▶ Textauszug
=====

VwGH 94/20/0610

VwGH94/20/061024.1.1995

Der Verwaltungsgerichtshof hat durch den Vorsitzenden Senatspräsident Dr. Leukauf und die Hofräte Dr. Kremla und Dr. Händschke als Richter, im Beisein des Schriftführers Mag. Knecht, über die Beschwerde der R in A, vertreten durch Dr. J, Rechtsanwalt in S, gegen den Bescheid des Bundesministers für Inneres vom 1. Juli 1994, Zl. 4.344.316/1-III/13/94, betreffend Zurückweisung einer Berufung, zu Recht erkannt:

Normen

AVG §56;
ZustG §17 Abs2;
ZustG §17;
ZustG §21 Abs2;
ZustG §21;
ZustG §4;
ZustG §7;
AVG §56;
ZustG §17 Abs2;
ZustG §17;
ZustG §21 Abs2;
ZustG §21;
ZustG §4;
ZustG §7;

 

Spruch:

Die Beschwerde wird als unbegründet abgewiesen.

Die Beschwerdeführerin hat dem Bund Aufwendungen in der Höhe von S 565.- binnen zwei Wochen bei sonstiger Exekution zu ersetzen.

Begründung

Das Bundesasylamt hatte mit Bescheid vom 7. Dezember 1993 den Asylantrag der Beschwerdeführerin, einer Staatsangehörigen Afghanistans, die Mitte August in das Bundesgebiet eingereist ist, gemäß § 3 Asylgesetz 1991 abgewiesen.

=====

▶ Ausgewählte Zeilen
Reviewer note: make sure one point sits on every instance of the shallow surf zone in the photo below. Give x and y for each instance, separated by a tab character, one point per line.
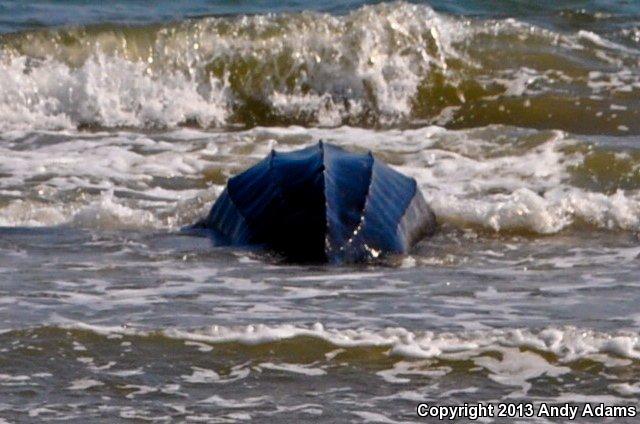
376	66
521	133
497	179
270	373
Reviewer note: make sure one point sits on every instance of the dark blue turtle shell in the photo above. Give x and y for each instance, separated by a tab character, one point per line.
321	204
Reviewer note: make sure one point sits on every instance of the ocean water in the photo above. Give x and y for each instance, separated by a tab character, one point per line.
120	124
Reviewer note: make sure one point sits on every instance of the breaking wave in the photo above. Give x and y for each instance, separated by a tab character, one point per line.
378	66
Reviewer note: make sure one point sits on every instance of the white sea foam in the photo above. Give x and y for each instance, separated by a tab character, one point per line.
567	344
128	180
367	66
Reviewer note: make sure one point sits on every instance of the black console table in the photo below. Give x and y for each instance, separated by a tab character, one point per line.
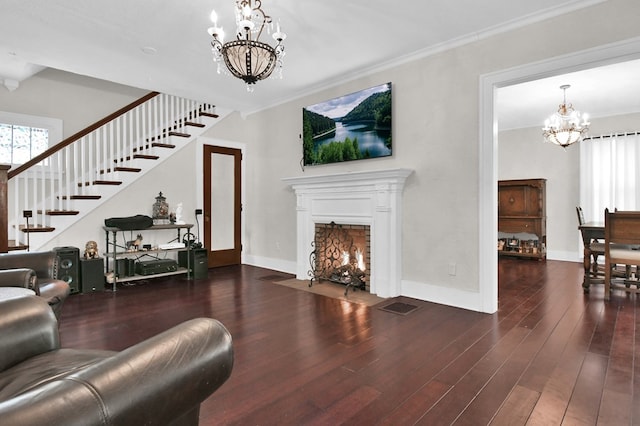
113	251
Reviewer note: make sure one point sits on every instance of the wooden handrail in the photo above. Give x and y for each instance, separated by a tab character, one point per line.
4	224
71	139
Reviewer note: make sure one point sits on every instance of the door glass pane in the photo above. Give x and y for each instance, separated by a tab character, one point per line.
222	201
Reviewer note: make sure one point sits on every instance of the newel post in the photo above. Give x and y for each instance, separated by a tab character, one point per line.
4	210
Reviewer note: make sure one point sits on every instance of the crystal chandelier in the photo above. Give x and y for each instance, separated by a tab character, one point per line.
246	57
567	126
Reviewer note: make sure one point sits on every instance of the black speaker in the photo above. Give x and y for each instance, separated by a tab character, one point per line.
91	275
125	267
69	266
199	267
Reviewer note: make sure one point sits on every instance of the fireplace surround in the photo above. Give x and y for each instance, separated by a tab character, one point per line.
372	198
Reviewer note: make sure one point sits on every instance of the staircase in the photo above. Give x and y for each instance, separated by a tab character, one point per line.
76	176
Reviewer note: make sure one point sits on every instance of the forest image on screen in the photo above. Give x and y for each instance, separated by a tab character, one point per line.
352	127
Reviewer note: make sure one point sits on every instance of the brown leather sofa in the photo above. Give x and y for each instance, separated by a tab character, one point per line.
46	284
160	381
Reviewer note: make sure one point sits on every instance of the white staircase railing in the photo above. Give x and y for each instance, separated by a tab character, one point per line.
97	158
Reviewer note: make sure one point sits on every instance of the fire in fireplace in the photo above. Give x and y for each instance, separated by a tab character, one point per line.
340	255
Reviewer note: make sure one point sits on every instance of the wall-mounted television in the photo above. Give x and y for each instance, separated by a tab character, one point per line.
356	126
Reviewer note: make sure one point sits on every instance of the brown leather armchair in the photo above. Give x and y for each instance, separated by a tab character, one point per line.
44	265
160	381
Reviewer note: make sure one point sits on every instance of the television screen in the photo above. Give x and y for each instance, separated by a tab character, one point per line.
352	127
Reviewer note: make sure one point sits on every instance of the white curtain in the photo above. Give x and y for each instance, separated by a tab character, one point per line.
609	175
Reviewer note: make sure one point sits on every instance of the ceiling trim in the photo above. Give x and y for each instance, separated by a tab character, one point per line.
432	50
488	135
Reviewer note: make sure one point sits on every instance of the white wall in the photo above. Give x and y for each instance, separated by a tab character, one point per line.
522	154
436	133
78	101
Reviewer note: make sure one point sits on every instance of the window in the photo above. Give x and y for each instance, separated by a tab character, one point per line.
23	137
609	174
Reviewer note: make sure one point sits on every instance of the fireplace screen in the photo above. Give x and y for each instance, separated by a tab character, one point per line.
340	255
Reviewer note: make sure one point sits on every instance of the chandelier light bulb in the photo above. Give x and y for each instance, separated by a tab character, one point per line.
246	57
565	127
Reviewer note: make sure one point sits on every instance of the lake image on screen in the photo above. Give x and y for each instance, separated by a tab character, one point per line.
352	127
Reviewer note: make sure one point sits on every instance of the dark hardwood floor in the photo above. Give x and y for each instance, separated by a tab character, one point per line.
551	355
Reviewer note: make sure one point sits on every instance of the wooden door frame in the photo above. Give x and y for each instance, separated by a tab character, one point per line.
206	141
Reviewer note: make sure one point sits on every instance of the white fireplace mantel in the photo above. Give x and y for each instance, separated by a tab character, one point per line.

=====

▶ Aufgaben
1/ Welchen Betrag muss die Beschwerdeführerin dem Bund laut der Gerichtsentscheidung ersetzen?
2/ Benenne in der Gerichtsentscheidung „Bundesasylamt“ in „Bundesamt für Fremdenwesen und Asyl“ um und gib dabei den Abschnitt von „Die Beschwerde wird“ bis „Asylgesetz 1991 abgewiesen.“ wieder.
3/ Welche Richter haben laut der Gerichtsentscheidung über die Beschwerde entschieden? Nenne alle.

▶ Lösungen
1/ S 565.-

2/
Die Beschwerde wird als unbegründet abgewiesen.

Die Beschwerdeführerin hat dem Bund Aufwendungen in der Höhe von S 565.- binnen zwei Wochen bei sonstiger Exekution zu ersetzen.

Begründung

Das Bundesamt für Fremdenwesen und Asyl hatte mit Bescheid vom 7. Dezember 1993 den Asylantrag der Beschwerdeführerin, einer Staatsangehörigen Afghanistans, die Mitte August in das Bundesgebiet eingereist ist, gemäß § 3 Asylgesetz 1991 abgewiesen.

3/ Dr. Leukauf, Dr. Kremla, Dr. Händschke